» EXERCISE TASK: Can you convert the lines, starting at the first line and ending at the line that contains "548), (245, 492)]", into a Markdown table with the columns Row and Line, leaving out any blank lines?

» SOURCE RECORDS:
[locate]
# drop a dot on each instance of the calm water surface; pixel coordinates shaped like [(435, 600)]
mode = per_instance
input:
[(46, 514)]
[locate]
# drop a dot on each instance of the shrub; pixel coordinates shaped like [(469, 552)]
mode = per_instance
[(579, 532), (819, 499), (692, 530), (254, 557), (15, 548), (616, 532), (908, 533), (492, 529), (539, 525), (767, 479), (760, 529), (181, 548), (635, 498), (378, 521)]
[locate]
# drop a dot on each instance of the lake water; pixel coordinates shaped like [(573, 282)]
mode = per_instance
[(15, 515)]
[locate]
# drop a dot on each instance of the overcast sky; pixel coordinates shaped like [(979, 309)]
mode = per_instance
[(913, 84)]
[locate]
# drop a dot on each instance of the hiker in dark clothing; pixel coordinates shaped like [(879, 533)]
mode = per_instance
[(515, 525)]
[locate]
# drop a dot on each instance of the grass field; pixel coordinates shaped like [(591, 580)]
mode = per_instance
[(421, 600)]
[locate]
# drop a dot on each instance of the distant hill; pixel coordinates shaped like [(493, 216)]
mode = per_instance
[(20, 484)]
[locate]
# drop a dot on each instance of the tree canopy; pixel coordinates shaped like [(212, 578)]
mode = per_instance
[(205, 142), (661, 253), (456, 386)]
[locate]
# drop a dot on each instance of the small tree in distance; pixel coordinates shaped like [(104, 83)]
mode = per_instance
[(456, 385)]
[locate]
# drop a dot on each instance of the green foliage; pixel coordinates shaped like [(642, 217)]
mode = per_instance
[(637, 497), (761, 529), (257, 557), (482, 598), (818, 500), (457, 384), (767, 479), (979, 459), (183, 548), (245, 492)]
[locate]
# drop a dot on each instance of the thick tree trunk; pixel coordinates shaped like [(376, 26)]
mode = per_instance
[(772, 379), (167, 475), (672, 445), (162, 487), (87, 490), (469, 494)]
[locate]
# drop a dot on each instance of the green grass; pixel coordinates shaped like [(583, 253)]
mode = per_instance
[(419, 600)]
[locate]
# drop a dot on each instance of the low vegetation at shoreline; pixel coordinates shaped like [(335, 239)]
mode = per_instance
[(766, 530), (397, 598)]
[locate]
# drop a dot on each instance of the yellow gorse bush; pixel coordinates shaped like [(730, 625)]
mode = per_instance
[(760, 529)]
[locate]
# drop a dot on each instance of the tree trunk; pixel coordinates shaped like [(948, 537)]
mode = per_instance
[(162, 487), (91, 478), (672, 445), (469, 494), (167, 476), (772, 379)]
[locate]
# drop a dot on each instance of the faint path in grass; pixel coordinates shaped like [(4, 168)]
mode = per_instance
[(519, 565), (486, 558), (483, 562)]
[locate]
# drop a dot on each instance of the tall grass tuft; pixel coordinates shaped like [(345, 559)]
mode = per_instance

» SOLVED EXERCISE:
| Row | Line |
|---|---|
| 1 | [locate] |
| 2 | # drop a dot on each instance of the calm water surface; pixel coordinates shaped like [(435, 600)] |
| 3 | mode = per_instance |
| 4 | input: |
| 5 | [(46, 514)] |
| 6 | [locate] |
| 7 | # drop a dot on each instance of the shrub; pixel coordinates shaped like [(469, 552)] |
| 8 | mode = per_instance |
| 9 | [(579, 532), (819, 499), (692, 530), (254, 557), (15, 548), (616, 532), (908, 533), (492, 529), (539, 525), (767, 479), (760, 529), (181, 548), (635, 498), (378, 521)] |
| 10 | [locate] |
| 11 | # drop a dot on each instance of the lake water; pixel coordinates shaped like [(573, 282)] |
| 12 | mode = per_instance |
| 13 | [(15, 515)] |
| 14 | [locate] |
| 15 | # drop a dot on each instance of the overcast sky; pixel coordinates shaped like [(979, 309)] |
| 16 | mode = per_instance |
| 17 | [(913, 84)] |
| 18 | [locate] |
| 19 | # drop a dot on each instance of the hiker in dark clothing; pixel coordinates shaped like [(879, 533)] |
| 20 | mode = per_instance |
| 21 | [(515, 525)] |
| 22 | [locate] |
| 23 | # drop a dot on each instance of the grass field; pixel coordinates shaped like [(591, 580)] |
| 24 | mode = per_instance |
| 25 | [(421, 600)] |
| 26 | [locate] |
| 27 | # drop a dot on each instance of the distant hill; pixel coordinates shaped like [(493, 216)] |
| 28 | mode = per_instance |
| 29 | [(20, 484)] |
| 30 | [locate] |
| 31 | # drop a dot on each instance of the tree canopy; pixel coordinates shaped like [(212, 578)] |
| 32 | mode = per_instance |
| 33 | [(205, 142), (661, 253), (456, 386)] |
| 34 | [locate] |
| 35 | # drop a dot on each instance of the small tree in distance; pixel coordinates shaped like [(104, 83)] |
| 36 | mode = per_instance |
| 37 | [(456, 385)] |
| 38 | [locate] |
| 39 | # drop a dot on each instance of the green foliage; pixel coordinates shaped like [(642, 217)] |
| 40 | mode = per_instance |
| 41 | [(637, 497), (761, 529), (257, 557), (482, 598), (818, 500), (457, 384), (767, 479), (979, 459), (183, 548), (245, 492)] |